[Begin RECORDS FOR THE EXERCISE]

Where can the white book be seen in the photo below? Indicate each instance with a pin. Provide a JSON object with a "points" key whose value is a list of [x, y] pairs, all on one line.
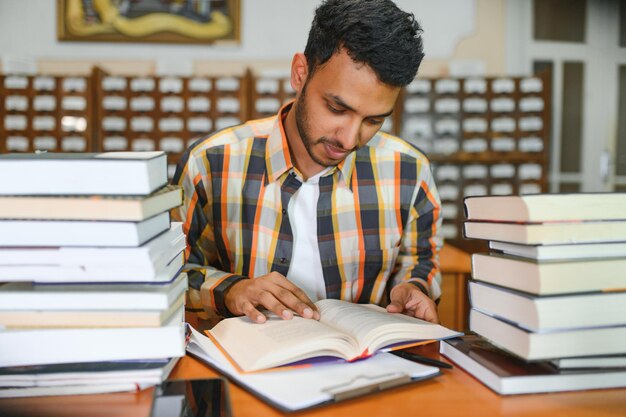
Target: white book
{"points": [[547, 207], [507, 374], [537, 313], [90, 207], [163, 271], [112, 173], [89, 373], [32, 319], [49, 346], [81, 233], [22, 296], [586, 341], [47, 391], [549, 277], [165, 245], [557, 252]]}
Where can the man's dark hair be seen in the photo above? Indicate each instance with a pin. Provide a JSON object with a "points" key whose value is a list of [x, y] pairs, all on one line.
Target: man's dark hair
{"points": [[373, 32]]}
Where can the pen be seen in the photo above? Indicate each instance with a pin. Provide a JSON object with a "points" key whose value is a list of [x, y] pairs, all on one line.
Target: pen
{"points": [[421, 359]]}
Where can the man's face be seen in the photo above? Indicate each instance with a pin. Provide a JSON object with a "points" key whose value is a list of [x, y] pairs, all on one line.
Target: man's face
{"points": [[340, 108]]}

[End RECORDS FOR THE EXERCISE]
[Begin RECORDS FOR THE EXERCISE]

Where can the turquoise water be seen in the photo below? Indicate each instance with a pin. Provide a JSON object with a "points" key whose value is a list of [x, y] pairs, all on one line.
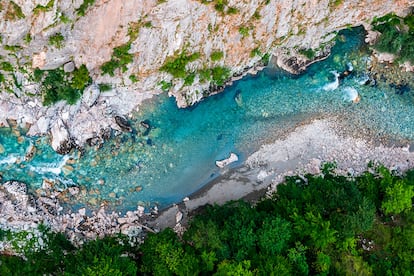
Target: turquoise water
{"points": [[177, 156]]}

[End RECORDS FOR THE EXERCISE]

• _REQUEST_: Show every line of the data that contains the word "above".

• _FULL OUTPUT_:
Where can the man's dark hair be seen in the photo above? Indicate each instance with a pin. Provide a JSON object with a "points" key whose value is a list of [x, y] pairs, all on one line.
Where can the pen be seen in the photo above? Indicate each instance with a pin. Provide a JSON object with a "points" key whose value is a list of [x, y] pairs, all on one line.
Where can the man's face be seen in the photo above? Indicate each instance with a pin. Provide a JSON object with a "points" key whose value is a list of [x, y] pairs, all on one line.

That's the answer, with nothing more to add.